## To be done
Could you reproduce, word for word, the part of the listing below that opens with the line containing "of the paved" and closes with the line containing "<point>119,269</point>"?

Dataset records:
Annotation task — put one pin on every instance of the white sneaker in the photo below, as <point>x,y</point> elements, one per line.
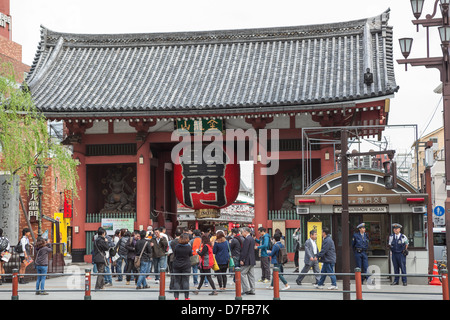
<point>333,288</point>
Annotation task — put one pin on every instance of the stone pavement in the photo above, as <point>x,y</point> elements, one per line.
<point>71,287</point>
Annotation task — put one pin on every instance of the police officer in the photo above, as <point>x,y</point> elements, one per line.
<point>398,244</point>
<point>360,245</point>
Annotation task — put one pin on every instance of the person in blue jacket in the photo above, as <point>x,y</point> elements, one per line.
<point>264,241</point>
<point>273,254</point>
<point>328,258</point>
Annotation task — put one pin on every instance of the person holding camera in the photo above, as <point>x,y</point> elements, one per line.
<point>398,244</point>
<point>43,248</point>
<point>360,245</point>
<point>99,257</point>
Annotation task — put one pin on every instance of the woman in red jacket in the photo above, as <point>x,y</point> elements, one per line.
<point>206,263</point>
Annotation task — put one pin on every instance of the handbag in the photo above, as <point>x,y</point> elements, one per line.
<point>231,262</point>
<point>194,259</point>
<point>137,259</point>
<point>215,265</point>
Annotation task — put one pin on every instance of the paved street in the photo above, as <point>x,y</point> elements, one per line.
<point>72,288</point>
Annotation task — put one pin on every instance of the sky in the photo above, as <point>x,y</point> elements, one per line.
<point>414,104</point>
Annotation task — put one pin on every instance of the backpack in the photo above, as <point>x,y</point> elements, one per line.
<point>18,248</point>
<point>282,255</point>
<point>3,244</point>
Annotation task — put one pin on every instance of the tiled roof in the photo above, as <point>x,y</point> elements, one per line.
<point>237,70</point>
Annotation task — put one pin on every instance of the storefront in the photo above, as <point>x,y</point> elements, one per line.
<point>369,202</point>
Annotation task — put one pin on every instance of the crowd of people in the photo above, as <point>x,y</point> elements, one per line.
<point>135,256</point>
<point>201,255</point>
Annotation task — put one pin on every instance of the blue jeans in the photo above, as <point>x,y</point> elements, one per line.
<point>108,278</point>
<point>142,281</point>
<point>280,276</point>
<point>159,263</point>
<point>40,281</point>
<point>327,268</point>
<point>119,269</point>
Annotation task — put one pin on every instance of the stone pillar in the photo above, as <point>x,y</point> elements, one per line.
<point>9,207</point>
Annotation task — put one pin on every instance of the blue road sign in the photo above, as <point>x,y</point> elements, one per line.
<point>439,211</point>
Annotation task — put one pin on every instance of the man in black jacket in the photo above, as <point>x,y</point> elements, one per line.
<point>99,258</point>
<point>247,262</point>
<point>143,249</point>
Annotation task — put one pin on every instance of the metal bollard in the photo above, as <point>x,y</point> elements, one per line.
<point>358,284</point>
<point>162,284</point>
<point>15,284</point>
<point>445,293</point>
<point>87,284</point>
<point>237,283</point>
<point>276,284</point>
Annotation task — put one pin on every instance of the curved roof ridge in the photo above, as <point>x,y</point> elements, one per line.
<point>225,35</point>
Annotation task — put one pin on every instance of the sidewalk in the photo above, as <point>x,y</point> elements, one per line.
<point>71,287</point>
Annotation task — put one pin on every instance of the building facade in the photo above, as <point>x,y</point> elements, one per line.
<point>122,97</point>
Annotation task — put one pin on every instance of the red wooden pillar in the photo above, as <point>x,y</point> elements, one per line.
<point>143,186</point>
<point>327,160</point>
<point>79,204</point>
<point>261,201</point>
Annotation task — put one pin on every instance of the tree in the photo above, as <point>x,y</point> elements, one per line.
<point>24,138</point>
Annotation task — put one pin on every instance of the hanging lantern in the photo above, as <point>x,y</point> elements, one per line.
<point>206,185</point>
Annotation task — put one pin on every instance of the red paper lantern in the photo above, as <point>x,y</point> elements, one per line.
<point>207,186</point>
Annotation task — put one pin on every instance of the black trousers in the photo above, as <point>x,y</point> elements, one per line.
<point>181,282</point>
<point>222,278</point>
<point>206,273</point>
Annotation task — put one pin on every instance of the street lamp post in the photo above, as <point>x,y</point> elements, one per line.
<point>442,64</point>
<point>40,172</point>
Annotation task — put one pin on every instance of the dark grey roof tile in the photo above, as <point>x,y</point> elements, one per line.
<point>233,69</point>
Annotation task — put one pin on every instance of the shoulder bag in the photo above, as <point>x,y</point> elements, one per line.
<point>137,259</point>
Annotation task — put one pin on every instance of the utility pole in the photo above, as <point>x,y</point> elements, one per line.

## Answer to the task
Annotation task — put one pin on every instance of the paved street in the photo above, as <point>x,y</point> elements, one per line.
<point>72,288</point>
Annotation task — put one pin on every instance of the sky in the photo above, as <point>x,y</point> elements, one per line.
<point>414,104</point>
Annotation task — put one pin on every instance of the backpack in the photo above, as <point>x,y</point> elements, one per line.
<point>18,248</point>
<point>282,255</point>
<point>3,244</point>
Annotation task — put one pin on every instance of the tiled roof in the photo above, as <point>x,y</point> elements, one per line.
<point>237,70</point>
Annotation task — put one pin on every instance of the storefront in the photo above, as <point>x,y</point> elements, one per line.
<point>369,202</point>
Annotation task — put one pin on every instance of the crowd of people in the photo above, as <point>x,y</point> elements, one per line.
<point>135,256</point>
<point>201,255</point>
Annotation task — put one pin on every instance of the blue jeans in the photo above, as <point>x,y</point> elements, one per line.
<point>108,278</point>
<point>142,281</point>
<point>280,276</point>
<point>159,263</point>
<point>40,281</point>
<point>327,268</point>
<point>119,269</point>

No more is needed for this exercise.